▶ **Written instruction**
Starting at the line that contains "Point out every instance of the white long-sleeve", quote each line exactly through the last line of the entries, both included.

● ● ● ● ●

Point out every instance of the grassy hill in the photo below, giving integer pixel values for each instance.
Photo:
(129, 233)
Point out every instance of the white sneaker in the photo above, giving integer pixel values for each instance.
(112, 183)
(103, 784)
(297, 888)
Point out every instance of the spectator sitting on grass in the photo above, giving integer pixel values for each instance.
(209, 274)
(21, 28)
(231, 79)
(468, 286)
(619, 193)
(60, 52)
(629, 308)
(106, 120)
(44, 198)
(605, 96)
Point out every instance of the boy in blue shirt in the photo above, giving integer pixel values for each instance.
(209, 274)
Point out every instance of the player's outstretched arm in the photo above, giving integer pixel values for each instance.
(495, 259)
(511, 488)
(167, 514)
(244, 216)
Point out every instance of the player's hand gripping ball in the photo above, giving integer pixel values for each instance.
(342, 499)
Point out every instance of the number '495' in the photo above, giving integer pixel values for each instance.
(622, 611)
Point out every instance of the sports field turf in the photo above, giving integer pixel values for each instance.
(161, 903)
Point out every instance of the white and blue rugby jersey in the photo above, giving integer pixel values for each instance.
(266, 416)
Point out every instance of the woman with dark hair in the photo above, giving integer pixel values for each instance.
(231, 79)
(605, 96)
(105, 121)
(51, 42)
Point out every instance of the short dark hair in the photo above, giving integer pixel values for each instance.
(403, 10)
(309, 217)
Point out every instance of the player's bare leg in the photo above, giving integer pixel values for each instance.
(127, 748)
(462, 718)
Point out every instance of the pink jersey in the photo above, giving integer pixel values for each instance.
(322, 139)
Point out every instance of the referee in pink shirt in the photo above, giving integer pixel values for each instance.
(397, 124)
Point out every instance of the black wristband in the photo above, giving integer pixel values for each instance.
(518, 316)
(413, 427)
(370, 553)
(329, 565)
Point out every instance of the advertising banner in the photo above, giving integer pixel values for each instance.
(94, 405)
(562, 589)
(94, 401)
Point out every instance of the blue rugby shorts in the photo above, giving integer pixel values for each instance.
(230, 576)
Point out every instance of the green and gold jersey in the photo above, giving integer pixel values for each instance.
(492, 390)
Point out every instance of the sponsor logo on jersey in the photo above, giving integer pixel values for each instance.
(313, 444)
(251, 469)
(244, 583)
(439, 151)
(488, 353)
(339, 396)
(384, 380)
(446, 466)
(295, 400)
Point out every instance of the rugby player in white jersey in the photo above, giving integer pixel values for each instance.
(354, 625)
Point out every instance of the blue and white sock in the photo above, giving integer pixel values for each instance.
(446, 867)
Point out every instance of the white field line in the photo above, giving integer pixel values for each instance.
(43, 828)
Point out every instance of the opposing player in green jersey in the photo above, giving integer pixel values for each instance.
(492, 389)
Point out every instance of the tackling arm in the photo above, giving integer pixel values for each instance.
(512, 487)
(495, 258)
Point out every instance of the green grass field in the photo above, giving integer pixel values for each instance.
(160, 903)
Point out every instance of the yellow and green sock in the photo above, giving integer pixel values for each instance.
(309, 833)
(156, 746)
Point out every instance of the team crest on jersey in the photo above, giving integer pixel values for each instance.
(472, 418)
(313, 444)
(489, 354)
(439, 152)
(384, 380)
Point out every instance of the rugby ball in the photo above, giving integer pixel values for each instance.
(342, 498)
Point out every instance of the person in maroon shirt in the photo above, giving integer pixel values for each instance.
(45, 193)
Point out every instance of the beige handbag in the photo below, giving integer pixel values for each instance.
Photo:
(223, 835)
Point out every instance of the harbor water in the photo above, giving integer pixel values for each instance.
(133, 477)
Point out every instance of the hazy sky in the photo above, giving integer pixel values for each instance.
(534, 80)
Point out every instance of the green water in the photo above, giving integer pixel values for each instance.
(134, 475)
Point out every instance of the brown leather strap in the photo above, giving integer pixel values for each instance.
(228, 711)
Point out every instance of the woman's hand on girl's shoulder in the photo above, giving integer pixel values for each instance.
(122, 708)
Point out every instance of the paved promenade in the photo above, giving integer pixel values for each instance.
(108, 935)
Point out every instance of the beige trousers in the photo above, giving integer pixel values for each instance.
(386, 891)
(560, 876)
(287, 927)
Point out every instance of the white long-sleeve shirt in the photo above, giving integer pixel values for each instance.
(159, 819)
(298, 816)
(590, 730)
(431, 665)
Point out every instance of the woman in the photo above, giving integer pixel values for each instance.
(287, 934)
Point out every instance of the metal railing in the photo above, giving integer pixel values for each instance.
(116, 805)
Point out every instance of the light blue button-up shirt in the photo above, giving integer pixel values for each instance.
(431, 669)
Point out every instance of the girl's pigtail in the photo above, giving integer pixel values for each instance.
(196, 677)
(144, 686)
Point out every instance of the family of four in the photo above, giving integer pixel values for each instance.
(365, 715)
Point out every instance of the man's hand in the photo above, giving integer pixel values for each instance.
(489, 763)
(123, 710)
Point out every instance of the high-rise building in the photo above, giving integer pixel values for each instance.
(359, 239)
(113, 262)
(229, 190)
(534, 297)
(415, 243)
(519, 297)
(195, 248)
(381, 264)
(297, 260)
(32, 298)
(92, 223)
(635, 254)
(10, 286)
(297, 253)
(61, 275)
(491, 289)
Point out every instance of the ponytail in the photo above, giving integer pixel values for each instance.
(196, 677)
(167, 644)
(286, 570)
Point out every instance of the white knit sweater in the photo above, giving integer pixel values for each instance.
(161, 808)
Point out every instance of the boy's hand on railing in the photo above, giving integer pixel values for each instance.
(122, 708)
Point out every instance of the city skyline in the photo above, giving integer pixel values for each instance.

● ● ● ● ●

▶ **The result**
Point out every instance of the white long-sleeve shirt in the photo above, giving integer pixel values for each instance.
(159, 819)
(298, 816)
(590, 730)
(431, 665)
Point out every instance of the woman in the photo above, giving integer pixel values for each instance.
(287, 934)
Point out every instance of the metal railing in the photo above, giving integer pixel values for each instance.
(116, 805)
Point out every instance of the light blue button-up shirt in the photo above, giving integer pixel values for each instance.
(431, 669)
Point out every instance of the girl's pigtail in the photo above, giving integer pixel values for each instance.
(196, 677)
(144, 686)
Point out every instance of the family of four in the photo above, giving integer pixel values for each instance.
(365, 715)
Point out every instance of the man's hand in the photo above, giving integer pixel values for each instance.
(489, 763)
(123, 710)
Point out every instance of the high-rise building in the photo above, giving integer pixel values for each instance.
(359, 239)
(113, 262)
(229, 190)
(534, 297)
(415, 243)
(519, 297)
(195, 248)
(381, 264)
(297, 260)
(32, 298)
(92, 223)
(635, 254)
(10, 286)
(297, 253)
(61, 275)
(491, 289)
Point out every instance of the ponytail in the photo above, giving integer pixel values for each instance.
(196, 677)
(167, 644)
(286, 570)
Point out every instance of the white knit sweater in the photo above, giving integer pixel values for each instance.
(161, 808)
Point out every instance of the boy's hand on railing in the photo above, giving integer pixel values for each instance.
(122, 708)
Point out every instance of the city skyline in the photo above, giving integer pixel values for each instance.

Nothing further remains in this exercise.